• Extracted records:
<<<<
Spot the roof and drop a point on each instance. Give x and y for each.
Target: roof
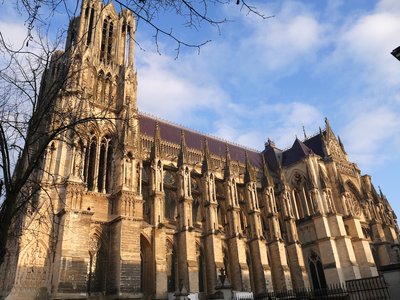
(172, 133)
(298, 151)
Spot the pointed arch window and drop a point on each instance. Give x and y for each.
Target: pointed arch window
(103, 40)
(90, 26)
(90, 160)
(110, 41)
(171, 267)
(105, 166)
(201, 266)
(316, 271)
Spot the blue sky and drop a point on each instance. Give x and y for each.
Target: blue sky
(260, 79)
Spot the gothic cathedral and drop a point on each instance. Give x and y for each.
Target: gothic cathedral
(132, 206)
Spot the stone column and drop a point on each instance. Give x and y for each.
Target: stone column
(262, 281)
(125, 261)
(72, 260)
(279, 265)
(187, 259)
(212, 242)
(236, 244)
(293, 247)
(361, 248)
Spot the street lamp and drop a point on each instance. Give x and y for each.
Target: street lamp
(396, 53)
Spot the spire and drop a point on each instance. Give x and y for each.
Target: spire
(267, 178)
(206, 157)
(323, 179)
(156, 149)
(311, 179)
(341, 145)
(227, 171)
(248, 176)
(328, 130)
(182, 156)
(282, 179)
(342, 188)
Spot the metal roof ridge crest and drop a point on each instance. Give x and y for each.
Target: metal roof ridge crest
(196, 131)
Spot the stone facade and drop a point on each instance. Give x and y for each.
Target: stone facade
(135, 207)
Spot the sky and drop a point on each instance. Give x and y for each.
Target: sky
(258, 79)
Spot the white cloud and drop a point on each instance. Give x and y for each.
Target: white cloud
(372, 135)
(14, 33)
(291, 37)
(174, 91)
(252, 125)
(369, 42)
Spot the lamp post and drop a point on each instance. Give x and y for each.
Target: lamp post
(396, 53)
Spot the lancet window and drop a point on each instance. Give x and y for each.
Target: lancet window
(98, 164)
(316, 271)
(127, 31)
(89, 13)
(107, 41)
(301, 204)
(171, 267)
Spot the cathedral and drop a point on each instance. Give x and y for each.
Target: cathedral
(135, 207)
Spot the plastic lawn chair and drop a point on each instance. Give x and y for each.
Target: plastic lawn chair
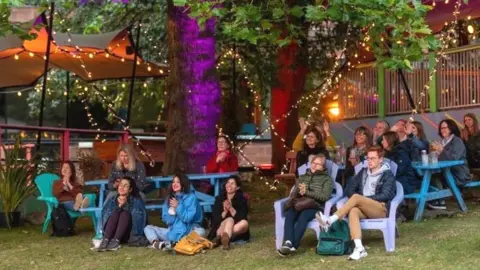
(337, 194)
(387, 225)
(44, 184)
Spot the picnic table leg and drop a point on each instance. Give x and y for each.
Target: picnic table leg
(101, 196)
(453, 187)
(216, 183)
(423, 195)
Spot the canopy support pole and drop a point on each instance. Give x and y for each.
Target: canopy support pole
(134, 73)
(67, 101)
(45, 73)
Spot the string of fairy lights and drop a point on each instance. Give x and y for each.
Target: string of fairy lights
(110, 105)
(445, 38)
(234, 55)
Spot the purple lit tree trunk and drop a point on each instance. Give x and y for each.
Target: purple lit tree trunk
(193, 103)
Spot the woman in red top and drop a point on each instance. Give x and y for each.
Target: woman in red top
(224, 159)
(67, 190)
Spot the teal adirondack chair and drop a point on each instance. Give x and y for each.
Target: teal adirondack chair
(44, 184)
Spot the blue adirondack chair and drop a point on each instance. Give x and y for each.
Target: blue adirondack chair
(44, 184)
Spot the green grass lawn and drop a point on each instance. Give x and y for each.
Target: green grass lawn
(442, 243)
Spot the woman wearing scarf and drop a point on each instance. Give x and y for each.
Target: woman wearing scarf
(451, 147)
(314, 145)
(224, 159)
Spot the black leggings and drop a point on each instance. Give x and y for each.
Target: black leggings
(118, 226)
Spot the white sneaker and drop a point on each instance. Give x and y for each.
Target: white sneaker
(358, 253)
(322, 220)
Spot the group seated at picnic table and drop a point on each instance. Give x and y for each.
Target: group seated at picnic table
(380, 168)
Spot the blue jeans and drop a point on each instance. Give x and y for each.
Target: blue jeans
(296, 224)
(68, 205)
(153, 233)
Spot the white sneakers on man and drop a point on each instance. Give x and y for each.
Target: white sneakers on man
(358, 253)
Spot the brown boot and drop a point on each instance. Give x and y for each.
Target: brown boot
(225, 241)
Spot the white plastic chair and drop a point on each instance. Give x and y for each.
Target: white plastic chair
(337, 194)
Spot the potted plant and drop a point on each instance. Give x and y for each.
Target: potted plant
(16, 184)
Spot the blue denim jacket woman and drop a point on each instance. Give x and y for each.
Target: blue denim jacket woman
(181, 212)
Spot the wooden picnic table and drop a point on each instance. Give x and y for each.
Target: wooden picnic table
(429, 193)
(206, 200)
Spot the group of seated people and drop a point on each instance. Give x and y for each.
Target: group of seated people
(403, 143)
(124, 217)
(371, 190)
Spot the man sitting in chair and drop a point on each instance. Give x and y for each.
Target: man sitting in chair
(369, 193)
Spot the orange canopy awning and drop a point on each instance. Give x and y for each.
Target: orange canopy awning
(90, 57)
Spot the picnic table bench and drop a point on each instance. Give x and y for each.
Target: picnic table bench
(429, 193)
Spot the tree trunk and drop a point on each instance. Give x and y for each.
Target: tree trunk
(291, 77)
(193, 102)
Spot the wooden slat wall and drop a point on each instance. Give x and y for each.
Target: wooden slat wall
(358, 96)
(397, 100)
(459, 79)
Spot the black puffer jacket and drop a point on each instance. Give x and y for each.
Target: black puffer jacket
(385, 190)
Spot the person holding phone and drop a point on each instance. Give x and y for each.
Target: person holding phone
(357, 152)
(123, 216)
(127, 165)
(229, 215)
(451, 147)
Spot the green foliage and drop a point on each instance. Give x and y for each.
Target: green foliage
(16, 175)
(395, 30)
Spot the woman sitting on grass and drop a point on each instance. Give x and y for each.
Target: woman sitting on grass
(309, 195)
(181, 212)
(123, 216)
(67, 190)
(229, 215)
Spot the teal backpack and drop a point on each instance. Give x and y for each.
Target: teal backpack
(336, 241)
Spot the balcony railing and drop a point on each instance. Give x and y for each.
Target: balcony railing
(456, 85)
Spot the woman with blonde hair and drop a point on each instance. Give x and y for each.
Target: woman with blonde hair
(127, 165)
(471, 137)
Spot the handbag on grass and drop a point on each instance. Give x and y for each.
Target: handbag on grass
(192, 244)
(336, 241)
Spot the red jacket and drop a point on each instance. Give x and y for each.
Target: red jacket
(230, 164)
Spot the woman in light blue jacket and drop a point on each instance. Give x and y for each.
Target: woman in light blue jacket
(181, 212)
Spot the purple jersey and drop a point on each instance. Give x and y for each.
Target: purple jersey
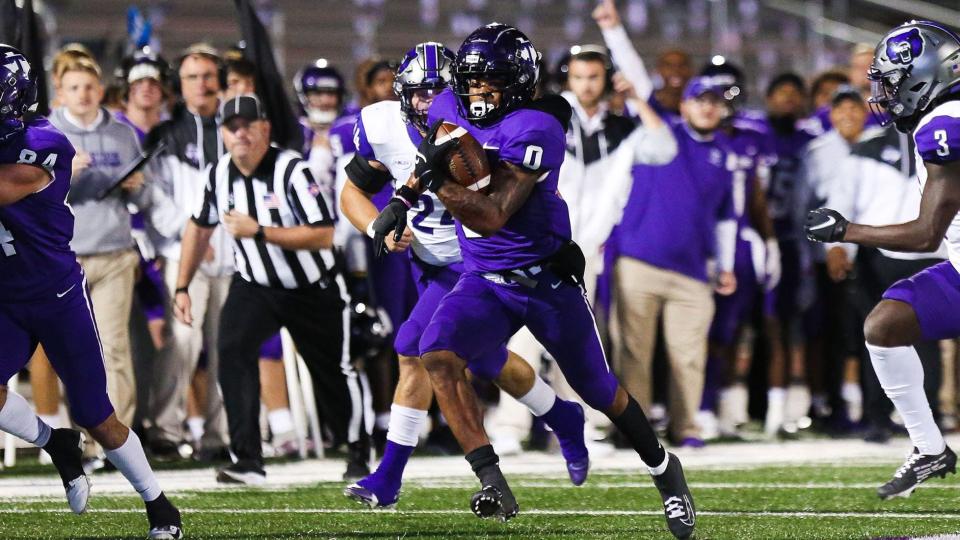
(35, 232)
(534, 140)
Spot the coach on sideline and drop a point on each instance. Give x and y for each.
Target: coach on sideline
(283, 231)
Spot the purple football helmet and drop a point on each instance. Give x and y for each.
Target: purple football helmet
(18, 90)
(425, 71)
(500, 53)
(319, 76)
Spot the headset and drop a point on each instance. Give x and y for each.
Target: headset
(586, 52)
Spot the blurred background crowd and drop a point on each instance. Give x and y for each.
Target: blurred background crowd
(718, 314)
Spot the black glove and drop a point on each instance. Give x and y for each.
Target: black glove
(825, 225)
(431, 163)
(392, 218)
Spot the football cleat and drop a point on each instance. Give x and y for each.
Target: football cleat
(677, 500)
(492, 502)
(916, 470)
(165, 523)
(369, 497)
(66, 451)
>>>>
• What to work on:
From the records above, repeat exactly the lines from the one with "Target: string of fairy lights" through the one with "Spot the woman in red", both included.

• Completed exercise:
Target: string of fairy lights
(110, 105)
(445, 38)
(234, 55)
Spot the purple lit tree trunk and drop a point on each instance. Give x and y for each.
Target: purple lit tree trunk
(193, 103)
Spot the woman in red top and drop a point on each instance. Give x and y for each.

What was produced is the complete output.